**TASK GOAL**
Arrange the records below as a numbered list, leaving out any blank lines.

(Extracted records)
**********
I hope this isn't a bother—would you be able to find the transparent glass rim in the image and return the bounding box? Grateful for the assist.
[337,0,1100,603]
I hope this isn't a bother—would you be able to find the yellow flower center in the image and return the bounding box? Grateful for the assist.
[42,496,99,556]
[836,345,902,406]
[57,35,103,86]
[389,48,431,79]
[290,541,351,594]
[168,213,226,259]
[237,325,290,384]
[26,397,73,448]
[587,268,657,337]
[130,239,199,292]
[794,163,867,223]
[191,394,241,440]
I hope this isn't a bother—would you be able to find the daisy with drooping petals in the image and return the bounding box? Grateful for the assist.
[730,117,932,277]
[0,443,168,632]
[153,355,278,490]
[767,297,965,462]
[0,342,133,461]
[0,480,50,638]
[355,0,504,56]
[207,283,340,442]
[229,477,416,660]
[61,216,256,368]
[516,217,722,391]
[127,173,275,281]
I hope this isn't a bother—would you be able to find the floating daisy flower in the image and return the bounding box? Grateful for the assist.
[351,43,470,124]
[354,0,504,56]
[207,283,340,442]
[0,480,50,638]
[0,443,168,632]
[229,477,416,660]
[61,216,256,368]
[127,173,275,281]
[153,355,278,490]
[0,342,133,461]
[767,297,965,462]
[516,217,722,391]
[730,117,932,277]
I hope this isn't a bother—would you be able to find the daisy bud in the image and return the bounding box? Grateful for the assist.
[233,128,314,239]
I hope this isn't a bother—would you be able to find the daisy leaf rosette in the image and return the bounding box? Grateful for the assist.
**********
**COMPLETED EXERCISE**
1. I hope this isn't a bother—would you be able to find the transparent glass rim in the image and return the bounding box? Grateful for the assist.
2. [337,0,1100,603]
3. I hope this isn't a bother—would you be able to find the yellow flower center in the image and return the bounding box? Grateful for the assist.
4. [42,496,99,556]
5. [836,345,902,406]
6. [57,35,103,86]
7. [389,48,431,79]
8. [290,541,351,594]
9. [168,213,226,259]
10. [237,325,290,384]
11. [26,397,73,448]
12. [587,268,657,337]
13. [130,239,199,292]
14. [794,163,867,223]
15. [191,394,241,440]
16. I hope this isn't a bother—would you be able to find the daisy with drooping petals in the image and return the bounding box? Grateful for the assist.
17. [730,117,932,277]
18. [0,443,168,632]
19. [153,355,278,490]
20. [767,297,965,462]
21. [0,342,133,461]
22. [0,480,50,638]
23. [355,0,504,56]
24. [207,283,340,442]
25. [229,477,416,660]
26. [61,216,256,368]
27. [516,217,722,391]
28. [127,173,275,281]
29. I hope this isn't a bother—would you be able to find the floating daisy flower in the image and return the bounding box? Grateful for the assist.
30. [351,43,470,124]
31. [354,0,504,56]
32. [207,283,340,442]
33. [0,480,50,638]
34. [0,443,168,632]
35. [229,477,416,660]
36. [61,216,256,368]
37. [127,173,275,281]
38. [153,355,278,490]
39. [0,342,133,461]
40. [767,297,965,462]
41. [516,217,722,391]
42. [730,117,932,277]
43. I hope this isn't a bother—would you be able to find the daisy bud in the image and return the bounding box? Grateful for the assist.
44. [233,128,314,239]
45. I hope this isn't a bother—would you be able to find the daisy leaf rosette in the image and return the bounding box? Grateful for the assist.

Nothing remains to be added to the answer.